**Given request 1**
Reproduce the passage on the arms negotiations word for word, starting at "The Administration has" and ending at "of 64 missiles.".

The Administration has clung to this bargaining position, even though it is widely viewed by arms experts as inherently unacceptable to the Soviet Union. The proposal is unreasonable, they say, not only because the U.S.S.R. would have to dismantle missiles already deployed while the U.S. makes only paper reductions, but also because French and British missiles would not be affected. France is not part of the NATO military alliance and maintains an independent arsenal of 98 intermediate-range missiles, most of them trained on the Soviet Union; Britain, though a member of the alliance, also has its own force of 64 missiles.
Rostow, a conservative Democrat, former State Department official and longtime professor at Yale University Law School, came under fire from the White House last summer when he and Paul Nitze, the INF negotiator whom Rostow supervised, recommended that the U.S. pursue an informal proposal that Nitze had discussed with Yuli Kvitsinsky, the Soviet INF negotiator at Geneva. As one Administration official recalls, it offered "the glimmer of a damned good outcome." William Clark, Reagan's National Security Adviser, criticized both Rostow and Nitze for not staying in closer contact with the White House. Nitze responded with a question, "How can you negotiate with a guy if you can't talk to him?" After the incident, contends one American official, "there was a noticeable hardening of the Soviet position."

**Stored data**
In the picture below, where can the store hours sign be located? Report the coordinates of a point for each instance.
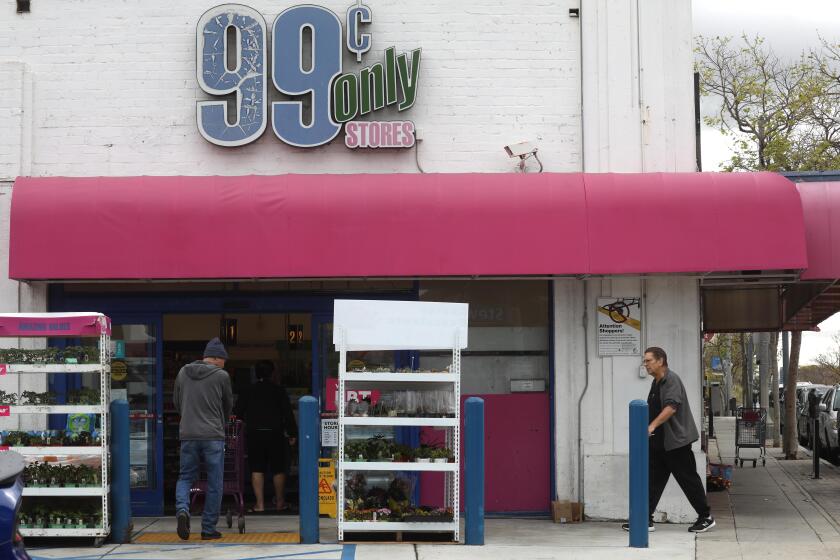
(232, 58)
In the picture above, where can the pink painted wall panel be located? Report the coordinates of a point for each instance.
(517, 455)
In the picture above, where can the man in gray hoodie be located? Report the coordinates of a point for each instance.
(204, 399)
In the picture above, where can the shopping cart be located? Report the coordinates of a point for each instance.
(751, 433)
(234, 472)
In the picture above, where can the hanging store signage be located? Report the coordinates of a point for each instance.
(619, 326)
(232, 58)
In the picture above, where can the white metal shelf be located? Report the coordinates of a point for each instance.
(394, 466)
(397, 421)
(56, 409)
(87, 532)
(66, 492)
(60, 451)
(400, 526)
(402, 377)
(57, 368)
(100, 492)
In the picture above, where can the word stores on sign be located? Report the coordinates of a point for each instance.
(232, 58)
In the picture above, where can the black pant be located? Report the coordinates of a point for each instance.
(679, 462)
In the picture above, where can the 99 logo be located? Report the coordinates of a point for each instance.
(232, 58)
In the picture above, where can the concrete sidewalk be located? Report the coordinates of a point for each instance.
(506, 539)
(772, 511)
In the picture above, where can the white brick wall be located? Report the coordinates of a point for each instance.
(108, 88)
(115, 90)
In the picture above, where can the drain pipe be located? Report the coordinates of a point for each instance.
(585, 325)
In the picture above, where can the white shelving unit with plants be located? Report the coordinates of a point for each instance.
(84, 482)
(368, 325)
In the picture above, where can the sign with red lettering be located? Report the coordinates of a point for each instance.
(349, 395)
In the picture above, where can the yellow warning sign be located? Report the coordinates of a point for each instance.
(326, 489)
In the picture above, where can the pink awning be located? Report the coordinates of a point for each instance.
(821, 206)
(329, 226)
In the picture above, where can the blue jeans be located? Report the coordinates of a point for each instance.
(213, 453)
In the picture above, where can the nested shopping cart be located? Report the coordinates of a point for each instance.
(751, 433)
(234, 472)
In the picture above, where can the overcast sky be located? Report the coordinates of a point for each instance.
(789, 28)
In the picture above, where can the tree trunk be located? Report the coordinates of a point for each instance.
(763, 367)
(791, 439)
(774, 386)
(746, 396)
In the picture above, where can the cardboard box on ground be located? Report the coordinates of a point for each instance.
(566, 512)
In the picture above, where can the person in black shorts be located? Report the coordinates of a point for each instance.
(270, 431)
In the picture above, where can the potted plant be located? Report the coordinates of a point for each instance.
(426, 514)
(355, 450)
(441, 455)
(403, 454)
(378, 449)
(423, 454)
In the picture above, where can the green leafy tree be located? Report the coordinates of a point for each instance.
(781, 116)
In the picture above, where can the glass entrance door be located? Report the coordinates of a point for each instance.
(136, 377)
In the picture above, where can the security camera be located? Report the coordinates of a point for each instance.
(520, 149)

**Given request 2**
Convert the records, starting at the line that contains "In the picture above, where can the security" and ending at the final line of the records, into a numbered list with blank lines omitted.

**Written answer 1**
The Administration has clung to this bargaining position, even though it is widely viewed by arms experts as inherently unacceptable to the Soviet Union. The proposal is unreasonable, they say, not only because the U.S.S.R. would have to dismantle missiles already deployed while the U.S. makes only paper reductions, but also because French and British missiles would not be affected. France is not part of the NATO military alliance and maintains an independent arsenal of 98 intermediate-range missiles, most of them trained on the Soviet Union; Britain, though a member of the alliance, also has its own force of 64 missiles.

**Written answer 2**
1. In the picture above, where can the security camera be located? Report the coordinates of a point for each instance.
2. (520, 149)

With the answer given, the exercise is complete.